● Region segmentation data
•••••

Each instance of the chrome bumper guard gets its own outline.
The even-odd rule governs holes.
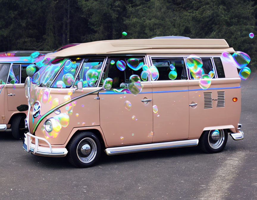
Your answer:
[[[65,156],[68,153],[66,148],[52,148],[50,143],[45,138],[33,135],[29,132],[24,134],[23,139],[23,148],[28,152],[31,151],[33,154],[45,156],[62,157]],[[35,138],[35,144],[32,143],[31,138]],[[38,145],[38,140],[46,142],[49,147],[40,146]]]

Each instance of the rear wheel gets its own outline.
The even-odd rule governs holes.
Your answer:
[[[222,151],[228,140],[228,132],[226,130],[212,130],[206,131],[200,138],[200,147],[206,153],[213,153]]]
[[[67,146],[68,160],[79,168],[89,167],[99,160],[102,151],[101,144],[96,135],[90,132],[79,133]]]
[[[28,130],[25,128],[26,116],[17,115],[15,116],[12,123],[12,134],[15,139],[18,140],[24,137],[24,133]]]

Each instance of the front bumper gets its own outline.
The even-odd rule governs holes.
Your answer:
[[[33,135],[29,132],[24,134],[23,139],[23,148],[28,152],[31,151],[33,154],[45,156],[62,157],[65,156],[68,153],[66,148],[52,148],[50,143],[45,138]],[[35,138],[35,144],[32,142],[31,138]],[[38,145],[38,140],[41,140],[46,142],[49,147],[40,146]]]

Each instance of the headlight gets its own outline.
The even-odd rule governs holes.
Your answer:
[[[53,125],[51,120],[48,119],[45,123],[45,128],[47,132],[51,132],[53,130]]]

•••••

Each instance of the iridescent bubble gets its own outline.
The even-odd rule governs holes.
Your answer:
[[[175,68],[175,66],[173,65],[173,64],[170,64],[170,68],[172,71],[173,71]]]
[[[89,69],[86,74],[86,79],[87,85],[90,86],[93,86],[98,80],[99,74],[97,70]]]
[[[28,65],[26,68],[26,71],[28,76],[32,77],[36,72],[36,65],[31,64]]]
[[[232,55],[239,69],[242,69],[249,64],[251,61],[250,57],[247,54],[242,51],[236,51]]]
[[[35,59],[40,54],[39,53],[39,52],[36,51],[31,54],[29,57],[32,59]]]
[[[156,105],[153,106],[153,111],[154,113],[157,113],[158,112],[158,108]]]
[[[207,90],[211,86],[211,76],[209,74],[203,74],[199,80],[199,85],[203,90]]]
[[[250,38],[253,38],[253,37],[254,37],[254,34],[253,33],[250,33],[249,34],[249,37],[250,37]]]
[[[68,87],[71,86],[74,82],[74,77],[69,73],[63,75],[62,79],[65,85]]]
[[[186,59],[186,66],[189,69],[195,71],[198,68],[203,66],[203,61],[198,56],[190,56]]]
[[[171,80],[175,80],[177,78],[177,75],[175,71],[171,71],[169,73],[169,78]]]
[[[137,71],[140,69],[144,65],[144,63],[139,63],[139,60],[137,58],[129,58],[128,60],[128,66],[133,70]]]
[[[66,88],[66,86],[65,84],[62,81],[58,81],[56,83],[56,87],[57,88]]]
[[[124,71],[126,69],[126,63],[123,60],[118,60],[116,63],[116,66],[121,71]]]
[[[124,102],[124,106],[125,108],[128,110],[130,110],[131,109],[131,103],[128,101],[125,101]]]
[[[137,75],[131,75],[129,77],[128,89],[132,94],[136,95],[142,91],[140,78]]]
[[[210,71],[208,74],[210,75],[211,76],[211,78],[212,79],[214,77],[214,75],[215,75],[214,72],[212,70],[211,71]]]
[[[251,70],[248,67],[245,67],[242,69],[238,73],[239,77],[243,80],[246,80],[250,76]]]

•••••

● INSTRUCTIONS TO FOLLOW
Identify each line in the data above that contains the word "gets", matching case exactly, and copy those lines out.

● TASK OUTPUT
Each instance of the chrome bumper guard gets its own outline.
Each instance of the rear wheel gets its own outline.
Each instance of the front bumper gets its own outline.
Each instance of the headlight gets its own outline.
Each instance of the iridescent bubble gets its own outline.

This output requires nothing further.